_STORED DATA_:
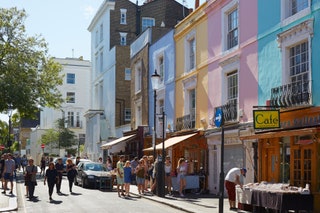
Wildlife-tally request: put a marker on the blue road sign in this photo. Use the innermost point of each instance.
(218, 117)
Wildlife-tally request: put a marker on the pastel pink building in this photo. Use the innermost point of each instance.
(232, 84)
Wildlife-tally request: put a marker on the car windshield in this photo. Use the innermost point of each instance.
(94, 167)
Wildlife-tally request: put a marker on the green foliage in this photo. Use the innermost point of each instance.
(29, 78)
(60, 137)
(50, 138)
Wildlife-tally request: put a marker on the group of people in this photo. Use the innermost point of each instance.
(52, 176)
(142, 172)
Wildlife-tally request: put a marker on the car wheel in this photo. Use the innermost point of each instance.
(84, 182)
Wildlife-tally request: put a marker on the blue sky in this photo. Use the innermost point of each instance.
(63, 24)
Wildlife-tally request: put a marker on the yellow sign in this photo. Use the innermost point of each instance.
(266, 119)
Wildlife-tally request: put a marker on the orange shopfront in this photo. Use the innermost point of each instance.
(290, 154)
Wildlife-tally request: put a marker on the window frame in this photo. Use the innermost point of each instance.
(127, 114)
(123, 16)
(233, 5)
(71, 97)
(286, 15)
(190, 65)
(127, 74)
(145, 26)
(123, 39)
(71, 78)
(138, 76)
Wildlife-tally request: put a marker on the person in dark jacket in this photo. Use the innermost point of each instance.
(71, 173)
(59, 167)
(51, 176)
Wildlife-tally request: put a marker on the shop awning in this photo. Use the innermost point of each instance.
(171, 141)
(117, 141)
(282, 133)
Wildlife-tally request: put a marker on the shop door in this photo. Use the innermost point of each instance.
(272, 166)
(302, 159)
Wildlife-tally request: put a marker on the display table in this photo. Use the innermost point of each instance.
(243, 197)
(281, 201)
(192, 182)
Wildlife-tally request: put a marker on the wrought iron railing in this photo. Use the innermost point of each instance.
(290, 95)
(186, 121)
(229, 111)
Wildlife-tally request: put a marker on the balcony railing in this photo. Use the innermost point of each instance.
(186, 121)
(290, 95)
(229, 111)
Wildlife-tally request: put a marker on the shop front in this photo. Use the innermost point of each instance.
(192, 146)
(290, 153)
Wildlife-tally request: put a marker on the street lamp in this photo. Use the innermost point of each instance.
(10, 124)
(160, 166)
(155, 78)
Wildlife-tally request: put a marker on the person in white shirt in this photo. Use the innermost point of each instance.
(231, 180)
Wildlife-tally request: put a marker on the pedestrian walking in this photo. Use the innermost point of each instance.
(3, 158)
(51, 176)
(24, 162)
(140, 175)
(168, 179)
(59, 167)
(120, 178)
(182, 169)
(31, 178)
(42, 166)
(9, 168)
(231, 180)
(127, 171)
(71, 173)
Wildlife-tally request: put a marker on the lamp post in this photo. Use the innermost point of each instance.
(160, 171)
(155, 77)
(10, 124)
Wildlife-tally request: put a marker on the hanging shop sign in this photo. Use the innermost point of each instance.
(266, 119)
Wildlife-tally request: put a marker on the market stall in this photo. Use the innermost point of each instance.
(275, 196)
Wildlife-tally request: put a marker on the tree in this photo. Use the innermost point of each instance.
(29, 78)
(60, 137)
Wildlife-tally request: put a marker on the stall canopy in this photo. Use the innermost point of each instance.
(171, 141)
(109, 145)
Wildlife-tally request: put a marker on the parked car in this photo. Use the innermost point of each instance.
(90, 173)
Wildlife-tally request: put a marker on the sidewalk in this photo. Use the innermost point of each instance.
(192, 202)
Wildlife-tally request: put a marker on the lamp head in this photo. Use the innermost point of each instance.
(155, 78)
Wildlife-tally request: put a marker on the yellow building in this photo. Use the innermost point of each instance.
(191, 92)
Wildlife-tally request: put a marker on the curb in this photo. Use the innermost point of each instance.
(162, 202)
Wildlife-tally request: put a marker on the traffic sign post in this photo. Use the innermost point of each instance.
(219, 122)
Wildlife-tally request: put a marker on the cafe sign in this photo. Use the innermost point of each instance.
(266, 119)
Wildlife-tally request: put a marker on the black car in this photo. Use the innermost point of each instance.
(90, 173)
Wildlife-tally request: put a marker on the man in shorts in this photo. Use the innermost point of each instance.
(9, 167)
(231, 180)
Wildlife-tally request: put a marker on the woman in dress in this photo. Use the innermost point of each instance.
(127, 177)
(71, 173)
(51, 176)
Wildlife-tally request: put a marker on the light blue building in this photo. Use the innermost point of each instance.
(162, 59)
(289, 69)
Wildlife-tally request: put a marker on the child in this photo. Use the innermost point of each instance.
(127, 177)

* * *

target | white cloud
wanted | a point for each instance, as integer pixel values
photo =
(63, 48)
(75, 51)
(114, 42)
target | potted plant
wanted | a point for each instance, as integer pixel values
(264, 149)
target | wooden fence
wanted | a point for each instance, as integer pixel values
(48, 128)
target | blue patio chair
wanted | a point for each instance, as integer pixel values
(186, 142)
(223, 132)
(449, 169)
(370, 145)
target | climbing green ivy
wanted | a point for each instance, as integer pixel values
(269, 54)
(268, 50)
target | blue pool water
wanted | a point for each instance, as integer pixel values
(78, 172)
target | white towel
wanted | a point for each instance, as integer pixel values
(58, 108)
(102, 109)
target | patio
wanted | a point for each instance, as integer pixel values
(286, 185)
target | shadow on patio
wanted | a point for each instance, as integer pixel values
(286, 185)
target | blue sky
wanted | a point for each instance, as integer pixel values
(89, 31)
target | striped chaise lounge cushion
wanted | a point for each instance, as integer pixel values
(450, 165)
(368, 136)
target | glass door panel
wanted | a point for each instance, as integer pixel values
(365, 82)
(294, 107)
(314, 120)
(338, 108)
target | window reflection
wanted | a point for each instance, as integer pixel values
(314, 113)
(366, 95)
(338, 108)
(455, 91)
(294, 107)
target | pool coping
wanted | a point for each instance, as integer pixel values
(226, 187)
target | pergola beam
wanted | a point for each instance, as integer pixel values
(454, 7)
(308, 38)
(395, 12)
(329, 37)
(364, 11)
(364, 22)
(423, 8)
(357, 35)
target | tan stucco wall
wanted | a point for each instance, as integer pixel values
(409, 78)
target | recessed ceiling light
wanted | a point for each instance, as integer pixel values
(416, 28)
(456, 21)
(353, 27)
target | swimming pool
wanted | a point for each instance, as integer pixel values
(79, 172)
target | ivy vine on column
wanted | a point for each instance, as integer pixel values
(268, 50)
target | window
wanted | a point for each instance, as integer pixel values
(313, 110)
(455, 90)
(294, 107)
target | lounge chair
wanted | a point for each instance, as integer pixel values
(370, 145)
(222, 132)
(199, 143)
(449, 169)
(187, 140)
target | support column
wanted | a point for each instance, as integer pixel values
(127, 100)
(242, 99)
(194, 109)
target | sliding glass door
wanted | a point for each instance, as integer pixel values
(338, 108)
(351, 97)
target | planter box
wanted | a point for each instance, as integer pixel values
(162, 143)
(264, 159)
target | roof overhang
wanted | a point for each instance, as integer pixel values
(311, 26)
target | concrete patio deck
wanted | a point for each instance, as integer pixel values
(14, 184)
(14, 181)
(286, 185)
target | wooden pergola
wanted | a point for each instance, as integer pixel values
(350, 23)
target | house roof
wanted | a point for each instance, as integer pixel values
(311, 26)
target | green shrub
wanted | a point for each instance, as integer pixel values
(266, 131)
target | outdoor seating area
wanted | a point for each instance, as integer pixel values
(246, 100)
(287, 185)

_EXERCISE_: Take from the listing every line in which the word "patio" appears.

_TASK RESPONSE_:
target | blue patio chair
target | patio
target | shadow on patio
target | concrete patio deck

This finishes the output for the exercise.